(Beginning of DATA TO PROCESS)

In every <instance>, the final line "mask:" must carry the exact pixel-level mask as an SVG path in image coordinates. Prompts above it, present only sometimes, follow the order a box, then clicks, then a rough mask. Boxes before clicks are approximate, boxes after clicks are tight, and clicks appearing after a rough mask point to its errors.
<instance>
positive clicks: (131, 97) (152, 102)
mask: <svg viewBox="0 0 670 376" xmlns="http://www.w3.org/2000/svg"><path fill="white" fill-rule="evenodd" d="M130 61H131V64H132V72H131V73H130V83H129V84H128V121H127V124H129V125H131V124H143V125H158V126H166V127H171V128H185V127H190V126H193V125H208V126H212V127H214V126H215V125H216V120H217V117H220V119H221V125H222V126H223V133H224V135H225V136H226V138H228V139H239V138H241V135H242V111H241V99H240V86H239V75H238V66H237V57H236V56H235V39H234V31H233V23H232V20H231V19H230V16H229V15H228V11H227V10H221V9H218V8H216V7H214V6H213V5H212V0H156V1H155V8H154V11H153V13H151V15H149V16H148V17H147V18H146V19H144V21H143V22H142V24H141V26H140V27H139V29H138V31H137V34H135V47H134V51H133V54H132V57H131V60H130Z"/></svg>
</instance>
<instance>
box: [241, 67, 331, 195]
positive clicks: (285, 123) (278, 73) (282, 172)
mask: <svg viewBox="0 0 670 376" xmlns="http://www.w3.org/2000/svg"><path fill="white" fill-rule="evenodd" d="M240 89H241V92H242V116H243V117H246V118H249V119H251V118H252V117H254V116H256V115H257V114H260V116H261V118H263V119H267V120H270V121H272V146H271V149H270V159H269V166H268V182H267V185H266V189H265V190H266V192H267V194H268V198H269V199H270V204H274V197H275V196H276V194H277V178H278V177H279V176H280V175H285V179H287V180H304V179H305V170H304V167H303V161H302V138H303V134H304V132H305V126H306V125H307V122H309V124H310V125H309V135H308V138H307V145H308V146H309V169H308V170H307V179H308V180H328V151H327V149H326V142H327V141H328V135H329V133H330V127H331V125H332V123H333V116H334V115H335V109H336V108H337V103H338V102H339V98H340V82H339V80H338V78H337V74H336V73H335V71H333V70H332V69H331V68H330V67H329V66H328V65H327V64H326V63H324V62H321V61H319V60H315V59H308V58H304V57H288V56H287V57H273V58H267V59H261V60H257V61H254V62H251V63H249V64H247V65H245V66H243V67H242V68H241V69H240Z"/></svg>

(End of DATA TO PROCESS)

WHAT YOU WILL DO: Copy the lines of the listing exactly. Skip none.

ANSWER TO THIS EXERCISE:
In every <instance>, the final line "mask:" must carry the exact pixel-level mask as an SVG path in image coordinates. Prompts above it, present only sometimes, follow the order a box, then clicks, then a rough mask. Boxes before clicks are approximate, boxes after clicks are tight, and clicks appearing after a rough mask point to its errors.
<instance>
positive clicks: (131, 97) (152, 102)
mask: <svg viewBox="0 0 670 376" xmlns="http://www.w3.org/2000/svg"><path fill="white" fill-rule="evenodd" d="M130 61H131V64H132V72H131V73H130V83H129V84H128V121H127V124H129V125H131V124H143V125H158V126H166V127H171V128H185V127H190V126H193V125H208V126H212V127H214V126H215V125H216V120H217V117H220V119H221V125H222V126H223V133H224V135H225V136H226V138H228V139H239V138H241V135H242V111H241V99H240V86H239V75H238V66H237V57H236V56H235V39H234V31H233V23H232V20H231V19H230V16H229V15H228V11H227V10H221V9H218V8H216V7H214V6H213V5H212V0H156V1H155V8H154V11H153V13H151V15H149V16H148V17H147V18H146V19H144V21H143V22H142V24H141V26H140V27H139V29H138V31H137V34H135V47H134V51H133V54H132V57H131V60H130Z"/></svg>
</instance>
<instance>
box: [241, 67, 331, 195]
positive clicks: (285, 123) (278, 73) (282, 172)
mask: <svg viewBox="0 0 670 376" xmlns="http://www.w3.org/2000/svg"><path fill="white" fill-rule="evenodd" d="M240 89H241V92H242V116H243V117H246V118H249V119H251V118H252V117H254V116H256V115H257V114H260V116H261V118H263V119H267V120H270V121H272V146H271V149H270V159H269V166H268V182H267V185H266V189H265V190H266V192H267V194H268V198H269V199H270V204H274V197H275V196H276V194H277V178H278V177H279V176H280V175H285V179H287V180H304V179H305V170H304V167H303V161H302V138H303V134H304V132H305V126H306V125H307V122H309V124H310V125H309V135H308V138H307V145H308V146H309V169H308V170H307V179H308V180H328V151H327V149H326V142H327V141H328V135H329V133H330V127H331V125H332V123H333V116H334V115H335V109H336V108H337V103H338V102H339V98H340V82H339V80H338V78H337V74H336V73H335V71H333V70H332V69H331V68H330V67H329V66H328V65H327V64H326V63H324V62H321V61H319V60H315V59H308V58H304V57H288V56H287V57H273V58H267V59H261V60H257V61H254V62H251V63H249V64H247V65H245V66H243V67H242V68H241V69H240Z"/></svg>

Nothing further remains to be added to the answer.